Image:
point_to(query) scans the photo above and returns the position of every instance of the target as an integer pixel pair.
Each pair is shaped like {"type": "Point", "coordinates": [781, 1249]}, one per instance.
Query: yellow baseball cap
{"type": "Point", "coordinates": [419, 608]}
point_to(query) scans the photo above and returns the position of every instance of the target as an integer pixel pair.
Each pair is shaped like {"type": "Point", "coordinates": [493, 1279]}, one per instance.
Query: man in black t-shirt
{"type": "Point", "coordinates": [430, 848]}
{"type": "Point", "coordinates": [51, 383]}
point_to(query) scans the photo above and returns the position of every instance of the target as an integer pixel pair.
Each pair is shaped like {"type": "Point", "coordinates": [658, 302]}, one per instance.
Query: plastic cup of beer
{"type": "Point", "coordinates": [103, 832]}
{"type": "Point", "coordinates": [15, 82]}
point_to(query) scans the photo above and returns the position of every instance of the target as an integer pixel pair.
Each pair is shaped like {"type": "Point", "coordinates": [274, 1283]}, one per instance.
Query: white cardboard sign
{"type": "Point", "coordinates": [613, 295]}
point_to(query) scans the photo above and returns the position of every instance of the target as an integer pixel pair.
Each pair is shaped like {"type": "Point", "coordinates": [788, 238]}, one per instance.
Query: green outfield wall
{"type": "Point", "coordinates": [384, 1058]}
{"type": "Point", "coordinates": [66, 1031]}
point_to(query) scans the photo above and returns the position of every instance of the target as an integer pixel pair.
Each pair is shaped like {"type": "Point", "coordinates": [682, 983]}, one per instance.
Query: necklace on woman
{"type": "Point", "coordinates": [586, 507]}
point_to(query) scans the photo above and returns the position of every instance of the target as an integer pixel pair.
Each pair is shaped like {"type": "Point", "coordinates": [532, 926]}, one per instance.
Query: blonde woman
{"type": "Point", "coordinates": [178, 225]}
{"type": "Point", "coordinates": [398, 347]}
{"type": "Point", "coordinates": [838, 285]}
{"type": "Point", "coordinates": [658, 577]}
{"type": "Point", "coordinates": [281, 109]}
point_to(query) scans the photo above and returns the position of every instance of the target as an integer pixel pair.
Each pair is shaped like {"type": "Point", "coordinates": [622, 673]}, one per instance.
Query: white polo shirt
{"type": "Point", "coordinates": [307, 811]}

# WHAT IS REQUIRED
Scan the material above for "shaped". Copy every line where it appears.

# TASK RESULT
Each pair is shaped like {"type": "Point", "coordinates": [781, 1249]}, one per instance.
Each pair is shaped like {"type": "Point", "coordinates": [493, 1279]}, one per instance.
Each pair is shaped like {"type": "Point", "coordinates": [658, 302]}, one per instance.
Each pair is shaped like {"type": "Point", "coordinates": [274, 1283]}, one per instance.
Each pair is shaped like {"type": "Point", "coordinates": [788, 238]}, one per instance.
Each pair is shaped like {"type": "Point", "coordinates": [682, 983]}, one per instance.
Each pair is shaped like {"type": "Point", "coordinates": [532, 926]}, one per instance.
Each pair is shaped like {"type": "Point", "coordinates": [622, 673]}, one per instance.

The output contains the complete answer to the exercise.